*TEXTE RETENU*.

%%

Le critique de mode Charlie Porter nous conseille de « ne rien acheter »
Le critique de mode masculine du Financial Times nous parle des cycles de nostalgies et de l’avantage concurrentiel de Comme des Garçons.
- Entrevue: Adam Wray
- Photographie: Charlie Porter

Quand le critique de mode Charlie Porter publie des images de défilés sur son blogue, les photos sont volontairement inversées.

Charlie Porter porte un blouson Eckhaus Latta, un pull molletonné 032c et un pantalon Gosha Rubchinskiy. Image précédente : Charlie Porter (droite) porte une salopette NAPA by Martine Rose et un pull molletonné 032c. Richard Dodwell (gauche) porte une chemise Thom Browne et un pantalon Gosha Rubchinskiy.
L’idée est d’amener le spectateur à poser un regard neuf sur les vêtements, à réassembler sa perception du look, pièce par pièce.
Un geste simple, mais qui personnifie son approche de la rédaction de mode : mi-ludique, mi-sérieuse; toujours en quête d’un angle propre à révéler l’imperceptible, que ce soit en passant par les vêtements eux-mêmes ou par les idées et l’énergie qui les animent.
Porter a grandi à Peterborough, au nord de Londres, où il a commencé à affûter sa plume dans le Peterborough Evening Telegraph – le journal local. Sa jeunesse, ce sont des flashs de lui qui traîne au centre commercial, en train d’acheter des magazines et des disques. Puis de ses périples à Londres pour aller magasiner à la boutique Sign of the Times du Kensington Market. Il rentrait ensuite à Peterborough, croulant sous les sacs de t-shirts, de compils de DJ et de flyers de clubs londoniens dont il tapissait les murs de sa chambre. « Pour me donner l’impression d’appartenir à quelque chose », précise-t-il.
Après avoir passé des années à couvrir la mode pour des publications généralistes comme The Guardian et d’autres titres plus spécialisés comme British GQ et Fantastic Man, Porter a décidé de jeter son tablier de rédacteur mode à temps plein, en proie à une anxiété commerciale grimpante. « Il m’est apparu clairement que peu importe ce que je ferais pour injecter une vision personnelle dans ce que j’écrivais, j’étais d’abord là pour faire acheter des fringues aux gens », explique-t-il. « Ma règle d’or absolue quand j’écris à propos des vêtements, c’est d’être en mesure d’affirmer que ne rien acheter du tout est sans doute la meilleure option possible. »

%%

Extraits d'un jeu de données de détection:
%%

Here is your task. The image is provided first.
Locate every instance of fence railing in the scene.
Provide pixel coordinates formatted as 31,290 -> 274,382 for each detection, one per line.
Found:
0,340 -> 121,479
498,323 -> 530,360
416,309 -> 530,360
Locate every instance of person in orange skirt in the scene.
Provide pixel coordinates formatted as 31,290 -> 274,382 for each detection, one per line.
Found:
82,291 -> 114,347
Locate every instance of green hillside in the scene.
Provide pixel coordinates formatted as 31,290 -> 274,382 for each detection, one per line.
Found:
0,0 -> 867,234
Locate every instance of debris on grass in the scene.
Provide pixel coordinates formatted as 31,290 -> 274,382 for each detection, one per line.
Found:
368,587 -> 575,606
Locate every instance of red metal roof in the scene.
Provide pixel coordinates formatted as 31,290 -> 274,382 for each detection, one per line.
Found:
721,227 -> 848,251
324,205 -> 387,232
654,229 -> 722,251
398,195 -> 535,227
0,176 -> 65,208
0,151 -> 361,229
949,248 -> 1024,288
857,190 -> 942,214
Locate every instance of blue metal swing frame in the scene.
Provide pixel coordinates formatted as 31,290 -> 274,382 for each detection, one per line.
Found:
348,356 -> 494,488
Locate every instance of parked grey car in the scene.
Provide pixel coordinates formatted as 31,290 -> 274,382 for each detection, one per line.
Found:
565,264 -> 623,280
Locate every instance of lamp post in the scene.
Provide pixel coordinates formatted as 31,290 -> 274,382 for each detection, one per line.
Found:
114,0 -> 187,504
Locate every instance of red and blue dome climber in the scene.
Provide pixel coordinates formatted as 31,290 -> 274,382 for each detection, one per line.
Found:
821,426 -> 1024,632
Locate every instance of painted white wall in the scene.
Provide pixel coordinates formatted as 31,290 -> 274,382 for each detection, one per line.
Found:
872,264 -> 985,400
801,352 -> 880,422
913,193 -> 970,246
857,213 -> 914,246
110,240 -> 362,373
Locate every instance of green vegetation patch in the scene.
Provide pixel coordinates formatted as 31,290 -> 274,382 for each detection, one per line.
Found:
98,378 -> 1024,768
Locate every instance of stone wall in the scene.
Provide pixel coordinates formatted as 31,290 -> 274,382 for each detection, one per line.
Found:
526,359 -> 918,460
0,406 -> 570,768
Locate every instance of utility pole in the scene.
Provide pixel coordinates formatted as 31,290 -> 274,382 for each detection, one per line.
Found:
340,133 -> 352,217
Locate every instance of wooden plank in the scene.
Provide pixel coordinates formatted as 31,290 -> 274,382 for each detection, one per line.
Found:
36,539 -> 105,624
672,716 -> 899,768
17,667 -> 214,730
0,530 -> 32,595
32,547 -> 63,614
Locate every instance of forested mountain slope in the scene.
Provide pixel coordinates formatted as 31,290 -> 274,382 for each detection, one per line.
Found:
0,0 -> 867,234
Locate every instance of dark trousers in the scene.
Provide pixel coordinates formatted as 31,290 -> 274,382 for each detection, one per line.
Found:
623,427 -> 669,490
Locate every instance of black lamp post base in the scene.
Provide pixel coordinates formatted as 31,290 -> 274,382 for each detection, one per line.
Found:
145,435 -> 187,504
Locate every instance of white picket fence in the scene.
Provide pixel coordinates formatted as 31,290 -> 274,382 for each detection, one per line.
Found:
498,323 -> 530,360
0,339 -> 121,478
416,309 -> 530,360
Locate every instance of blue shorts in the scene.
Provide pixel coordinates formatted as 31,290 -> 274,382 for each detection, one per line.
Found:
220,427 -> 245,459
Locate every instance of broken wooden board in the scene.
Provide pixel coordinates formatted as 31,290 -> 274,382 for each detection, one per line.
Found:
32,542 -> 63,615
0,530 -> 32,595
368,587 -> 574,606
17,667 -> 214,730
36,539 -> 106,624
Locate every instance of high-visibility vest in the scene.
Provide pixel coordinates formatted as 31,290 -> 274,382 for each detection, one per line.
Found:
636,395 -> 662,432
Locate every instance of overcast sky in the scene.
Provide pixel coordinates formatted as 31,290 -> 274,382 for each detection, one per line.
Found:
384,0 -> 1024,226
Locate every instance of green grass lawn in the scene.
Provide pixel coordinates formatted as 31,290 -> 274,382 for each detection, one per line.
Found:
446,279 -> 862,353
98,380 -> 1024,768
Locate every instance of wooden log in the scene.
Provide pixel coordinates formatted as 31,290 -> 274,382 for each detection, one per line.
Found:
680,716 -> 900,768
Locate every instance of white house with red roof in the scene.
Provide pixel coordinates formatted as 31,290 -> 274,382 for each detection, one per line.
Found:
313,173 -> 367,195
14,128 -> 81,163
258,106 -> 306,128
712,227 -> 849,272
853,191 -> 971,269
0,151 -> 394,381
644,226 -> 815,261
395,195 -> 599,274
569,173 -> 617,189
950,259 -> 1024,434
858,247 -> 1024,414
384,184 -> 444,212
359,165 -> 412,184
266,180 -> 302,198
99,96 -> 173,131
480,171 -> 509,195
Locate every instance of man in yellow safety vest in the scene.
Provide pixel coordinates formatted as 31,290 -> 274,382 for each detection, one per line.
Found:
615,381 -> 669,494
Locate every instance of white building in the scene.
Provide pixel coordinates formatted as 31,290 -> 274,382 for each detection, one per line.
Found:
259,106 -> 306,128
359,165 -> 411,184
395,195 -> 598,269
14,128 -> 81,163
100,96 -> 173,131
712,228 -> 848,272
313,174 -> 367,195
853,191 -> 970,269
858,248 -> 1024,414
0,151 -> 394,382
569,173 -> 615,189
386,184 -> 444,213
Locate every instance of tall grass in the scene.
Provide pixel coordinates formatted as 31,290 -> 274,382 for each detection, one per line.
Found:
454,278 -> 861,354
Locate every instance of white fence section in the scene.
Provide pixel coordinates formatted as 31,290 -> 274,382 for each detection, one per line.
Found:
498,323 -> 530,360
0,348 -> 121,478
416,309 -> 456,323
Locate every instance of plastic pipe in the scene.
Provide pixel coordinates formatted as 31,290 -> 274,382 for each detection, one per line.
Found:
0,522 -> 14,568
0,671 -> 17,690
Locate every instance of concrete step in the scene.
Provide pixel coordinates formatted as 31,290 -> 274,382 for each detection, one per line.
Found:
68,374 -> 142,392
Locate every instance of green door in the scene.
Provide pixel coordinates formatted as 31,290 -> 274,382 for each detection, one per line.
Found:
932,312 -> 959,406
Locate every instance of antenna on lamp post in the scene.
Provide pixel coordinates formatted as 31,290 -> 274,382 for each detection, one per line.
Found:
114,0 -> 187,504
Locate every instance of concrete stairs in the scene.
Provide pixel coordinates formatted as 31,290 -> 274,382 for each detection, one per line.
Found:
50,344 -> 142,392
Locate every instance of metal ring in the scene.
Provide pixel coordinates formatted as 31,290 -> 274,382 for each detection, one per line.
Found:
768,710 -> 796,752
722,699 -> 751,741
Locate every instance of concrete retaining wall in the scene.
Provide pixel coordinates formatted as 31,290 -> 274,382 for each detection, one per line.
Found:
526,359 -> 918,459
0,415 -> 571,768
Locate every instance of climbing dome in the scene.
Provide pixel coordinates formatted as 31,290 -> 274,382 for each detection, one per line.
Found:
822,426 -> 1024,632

%%

Reproduisez mot pour mot le passage de l'article sur Charlie Porter qui commence aux mots « L’idée est d’amener » et se termine après « qui les animent. ».

*RÉPONSE RÉDIGÉE*.
L’idée est d’amener le spectateur à poser un regard neuf sur les vêtements, à réassembler sa perception du look, pièce par pièce.
Un geste simple, mais qui personnifie son approche de la rédaction de mode : mi-ludique, mi-sérieuse; toujours en quête d’un angle propre à révéler l’imperceptible, que ce soit en passant par les vêtements eux-mêmes ou par les idées et l’énergie qui les animent.